The blast occurred at 10:15 a.m. Wednesday at a plastics factory in Nanjing, the capital of Jiangsu province. State news media reported that the explosion occurred when workers at the factory dug into a nearby propylene pipeline. The blast was so strong that many residents mistook it for an earthquake.

Almost all structures within 100 yards of the blast in the residential area of Qixia district collapsed, many of them old single-story homes marked for demolition. Several two- and three-story buildings also collapsed.

The accident was the latest to raise concern about industrial safety in China. An explosion this month at the northeastern port of Dalian caused one of the largest oil spills in the country. An acid leak at a gold and copper mine in Fujian province poisoned a nearby river, killing 2,000 tons of fish.


FOR THE RECORD: An earlier version of this article incorrectly stated that a polyethylene pipeline was punctured. It was a propylene pipeline. The article also incorrectly stated that Dalian is in northwestern China. It is in northeastern China.

▶ Given instruction 1
Name every place in China that the explosion article mentions by name, leaving out China itself.
▶ Given instruction 2
Reproduce the stretch of the explosion article from "Almost all structures" through "in northeastern China.", word for word.

▶ Information shown
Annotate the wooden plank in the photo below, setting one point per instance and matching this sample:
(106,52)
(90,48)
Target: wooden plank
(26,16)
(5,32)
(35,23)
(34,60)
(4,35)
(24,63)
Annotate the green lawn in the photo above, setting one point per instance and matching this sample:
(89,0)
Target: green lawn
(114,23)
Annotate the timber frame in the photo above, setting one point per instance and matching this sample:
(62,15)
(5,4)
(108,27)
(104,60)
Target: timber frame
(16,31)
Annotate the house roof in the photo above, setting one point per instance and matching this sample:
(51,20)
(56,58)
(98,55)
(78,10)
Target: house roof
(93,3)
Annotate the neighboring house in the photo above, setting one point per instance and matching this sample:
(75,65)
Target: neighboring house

▶ Complete response 1
Nanjing, Jiangsu province, Qixia district, Dalian, Fujian province

▶ Complete response 2
Almost all structures within 100 yards of the blast in the residential area of Qixia district collapsed, many of them old single-story homes marked for demolition. Several two- and three-story buildings also collapsed.

The accident was the latest to raise concern about industrial safety in China. An explosion this month at the northeastern port of Dalian caused one of the largest oil spills in the country. An acid leak at a gold and copper mine in Fujian province poisoned a nearby river, killing 2,000 tons of fish.


FOR THE RECORD: An earlier version of this article incorrectly stated that a polyethylene pipeline was punctured. It was a propylene pipeline. The article also incorrectly stated that Dalian is in northwestern China. It is in northeastern China.